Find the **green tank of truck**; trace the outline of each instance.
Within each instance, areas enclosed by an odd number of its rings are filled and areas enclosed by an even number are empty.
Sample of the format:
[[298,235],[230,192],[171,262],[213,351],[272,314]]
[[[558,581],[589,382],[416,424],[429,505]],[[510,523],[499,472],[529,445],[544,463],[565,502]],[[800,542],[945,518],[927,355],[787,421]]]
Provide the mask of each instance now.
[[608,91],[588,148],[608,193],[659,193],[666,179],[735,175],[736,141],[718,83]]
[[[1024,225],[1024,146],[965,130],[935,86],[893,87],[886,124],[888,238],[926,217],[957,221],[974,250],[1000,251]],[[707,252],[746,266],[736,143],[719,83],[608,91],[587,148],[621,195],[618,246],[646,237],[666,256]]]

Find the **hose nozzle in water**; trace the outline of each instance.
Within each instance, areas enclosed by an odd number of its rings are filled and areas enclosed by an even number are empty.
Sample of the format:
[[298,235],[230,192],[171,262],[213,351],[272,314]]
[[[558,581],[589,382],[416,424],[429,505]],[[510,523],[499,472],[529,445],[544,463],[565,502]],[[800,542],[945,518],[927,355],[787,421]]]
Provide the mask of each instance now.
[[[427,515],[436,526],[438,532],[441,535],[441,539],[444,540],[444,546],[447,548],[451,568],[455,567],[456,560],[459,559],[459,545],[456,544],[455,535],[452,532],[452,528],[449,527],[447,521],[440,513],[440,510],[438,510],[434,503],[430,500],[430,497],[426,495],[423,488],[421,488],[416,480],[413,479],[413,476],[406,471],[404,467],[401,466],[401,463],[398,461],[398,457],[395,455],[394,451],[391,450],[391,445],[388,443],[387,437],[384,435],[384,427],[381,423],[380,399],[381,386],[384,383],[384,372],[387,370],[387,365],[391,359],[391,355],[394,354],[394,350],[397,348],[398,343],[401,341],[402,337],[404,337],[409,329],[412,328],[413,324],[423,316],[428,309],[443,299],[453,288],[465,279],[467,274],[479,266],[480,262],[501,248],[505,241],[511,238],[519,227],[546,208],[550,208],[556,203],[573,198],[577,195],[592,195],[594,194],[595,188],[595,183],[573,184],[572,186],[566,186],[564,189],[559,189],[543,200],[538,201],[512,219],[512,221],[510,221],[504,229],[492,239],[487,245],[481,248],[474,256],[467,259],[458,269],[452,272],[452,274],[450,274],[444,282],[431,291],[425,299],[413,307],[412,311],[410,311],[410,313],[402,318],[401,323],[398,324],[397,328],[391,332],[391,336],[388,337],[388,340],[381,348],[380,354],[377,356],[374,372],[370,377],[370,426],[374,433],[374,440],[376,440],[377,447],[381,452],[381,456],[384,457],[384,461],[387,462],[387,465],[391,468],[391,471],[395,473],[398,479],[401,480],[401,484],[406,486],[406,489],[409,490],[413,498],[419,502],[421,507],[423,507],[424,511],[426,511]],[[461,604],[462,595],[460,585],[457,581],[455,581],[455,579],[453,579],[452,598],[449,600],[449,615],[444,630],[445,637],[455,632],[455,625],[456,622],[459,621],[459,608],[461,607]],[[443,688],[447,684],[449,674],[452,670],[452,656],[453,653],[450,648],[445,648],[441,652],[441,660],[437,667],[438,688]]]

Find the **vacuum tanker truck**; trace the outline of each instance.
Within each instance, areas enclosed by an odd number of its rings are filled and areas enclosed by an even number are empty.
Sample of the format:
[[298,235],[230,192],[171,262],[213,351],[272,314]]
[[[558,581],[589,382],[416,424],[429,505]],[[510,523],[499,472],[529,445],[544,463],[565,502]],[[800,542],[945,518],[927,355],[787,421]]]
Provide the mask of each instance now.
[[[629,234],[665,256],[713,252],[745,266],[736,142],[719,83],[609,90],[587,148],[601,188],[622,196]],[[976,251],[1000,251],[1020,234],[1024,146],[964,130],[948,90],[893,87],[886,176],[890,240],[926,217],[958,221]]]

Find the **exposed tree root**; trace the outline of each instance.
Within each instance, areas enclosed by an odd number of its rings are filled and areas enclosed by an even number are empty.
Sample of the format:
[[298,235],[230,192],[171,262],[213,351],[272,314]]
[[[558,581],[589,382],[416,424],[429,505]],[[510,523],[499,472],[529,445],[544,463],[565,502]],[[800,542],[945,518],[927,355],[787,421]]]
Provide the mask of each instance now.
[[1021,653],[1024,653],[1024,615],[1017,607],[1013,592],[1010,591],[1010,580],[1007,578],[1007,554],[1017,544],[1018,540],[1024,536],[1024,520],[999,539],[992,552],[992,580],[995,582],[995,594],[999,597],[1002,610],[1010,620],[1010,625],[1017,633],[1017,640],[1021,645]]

# # # # #

▶ _PROBLEM STATEMENT_
Print the entire listing above again, keeping every line unchanged, character for character.

▶ _FINISHED ANSWER_
Find the **green tank of truck**; trace the outline of each instance.
Within each instance, areas enclosed by an odd number of its rings are filled and areas enclosed by an even number are empty.
Sample of the format:
[[298,235],[230,192],[171,262],[213,351],[272,314]]
[[[558,581],[589,382],[416,424],[429,505]],[[510,523],[499,472],[529,445],[544,463],[565,502]],[[800,542],[945,518],[927,355],[787,421]]]
Provide the mask of each instance now.
[[608,91],[588,148],[608,193],[659,193],[666,179],[735,175],[736,141],[718,83]]
[[[1024,225],[1024,146],[965,130],[935,86],[893,87],[886,124],[888,238],[926,217],[957,221],[974,250],[1000,251]],[[707,252],[746,266],[736,143],[719,83],[608,91],[587,148],[621,195],[618,246],[646,237],[666,256]]]

Find the **hose nozzle in water**; trace the outline of each instance.
Within each instance, areas enclosed by an odd number of its rings are filled and areas enclosed by an even number are empty.
Sample of the format:
[[298,235],[230,192],[171,262],[213,351],[272,314]]
[[[558,581],[589,382],[416,424],[429,505]],[[510,523],[499,472],[529,445],[544,463],[565,502]],[[800,542],[945,518],[927,355],[787,421]]]
Provide the mask of each instance now.
[[[427,515],[436,526],[438,532],[441,535],[441,539],[444,540],[444,546],[447,548],[451,568],[455,567],[456,560],[459,559],[459,545],[456,544],[455,535],[452,532],[452,528],[449,527],[447,521],[440,513],[440,510],[438,510],[434,503],[430,500],[430,497],[426,495],[423,488],[421,488],[416,480],[413,479],[413,476],[406,471],[404,467],[401,466],[401,463],[398,461],[398,457],[395,455],[394,451],[391,450],[391,445],[388,443],[387,437],[384,435],[384,427],[381,423],[380,399],[381,386],[384,383],[384,372],[387,370],[387,365],[391,359],[391,355],[394,354],[394,350],[397,348],[398,343],[401,341],[402,337],[404,337],[409,329],[412,328],[413,324],[423,316],[428,309],[443,299],[453,288],[465,279],[467,274],[479,266],[480,262],[501,248],[505,241],[511,238],[519,227],[546,208],[550,208],[556,203],[573,198],[577,195],[592,195],[594,194],[595,188],[595,183],[573,184],[572,186],[566,186],[564,189],[559,189],[543,200],[538,201],[512,219],[512,221],[510,221],[504,229],[492,239],[487,245],[481,248],[474,256],[467,259],[458,269],[452,272],[452,274],[450,274],[444,282],[431,291],[425,299],[413,307],[412,311],[410,311],[410,313],[402,318],[401,323],[398,324],[397,328],[391,332],[391,336],[388,337],[388,340],[381,348],[380,354],[377,356],[374,372],[370,377],[370,426],[374,433],[374,440],[376,440],[377,447],[381,452],[381,456],[384,457],[384,461],[387,462],[387,465],[391,468],[391,471],[395,473],[398,479],[401,480],[401,484],[406,486],[406,489],[409,490],[413,498],[419,502],[421,507],[423,507],[424,511],[426,511]],[[461,604],[462,595],[460,585],[457,581],[455,581],[455,579],[453,579],[452,598],[449,600],[449,615],[444,630],[445,637],[455,632],[455,625],[456,622],[459,621],[459,608],[461,607]],[[443,688],[447,684],[449,674],[452,670],[452,656],[453,653],[450,648],[445,648],[441,652],[441,660],[437,667],[438,688]]]

Find the **vacuum tanker truck**; trace the outline of each instance.
Within each instance, areas enclosed by an odd number of its rings are filled and areas enclosed by an even number are empty.
Sample of the format:
[[298,235],[230,192],[171,262],[213,351],[272,314]]
[[[558,581],[589,382],[416,424],[429,505]],[[510,523],[499,472],[529,445],[544,463],[565,502]],[[800,542],[945,518],[927,355],[787,421]]]
Provide the mask of each instance now.
[[[629,234],[665,256],[713,252],[745,266],[736,142],[719,83],[609,90],[587,148],[601,188],[622,196]],[[976,251],[1000,251],[1020,234],[1024,146],[964,130],[948,90],[893,87],[886,176],[890,240],[926,217],[958,221]]]

Find the **exposed tree root**; trace the outline of each instance.
Within each instance, areas enclosed by an odd number of its rings are filled and areas enclosed by an even number are empty.
Sample of the format:
[[298,235],[230,192],[171,262],[213,351],[272,314]]
[[[558,581],[589,382],[416,424],[429,505]],[[510,523],[499,472],[529,445],[544,463],[565,502]],[[800,542],[945,518],[927,355],[787,421]]]
Provide the mask of each instance now.
[[1021,653],[1024,653],[1024,615],[1017,607],[1013,592],[1010,591],[1010,580],[1007,578],[1007,554],[1017,544],[1018,540],[1024,536],[1024,520],[999,539],[992,552],[992,580],[995,582],[995,594],[999,597],[1002,610],[1010,620],[1010,625],[1017,633],[1017,640],[1021,645]]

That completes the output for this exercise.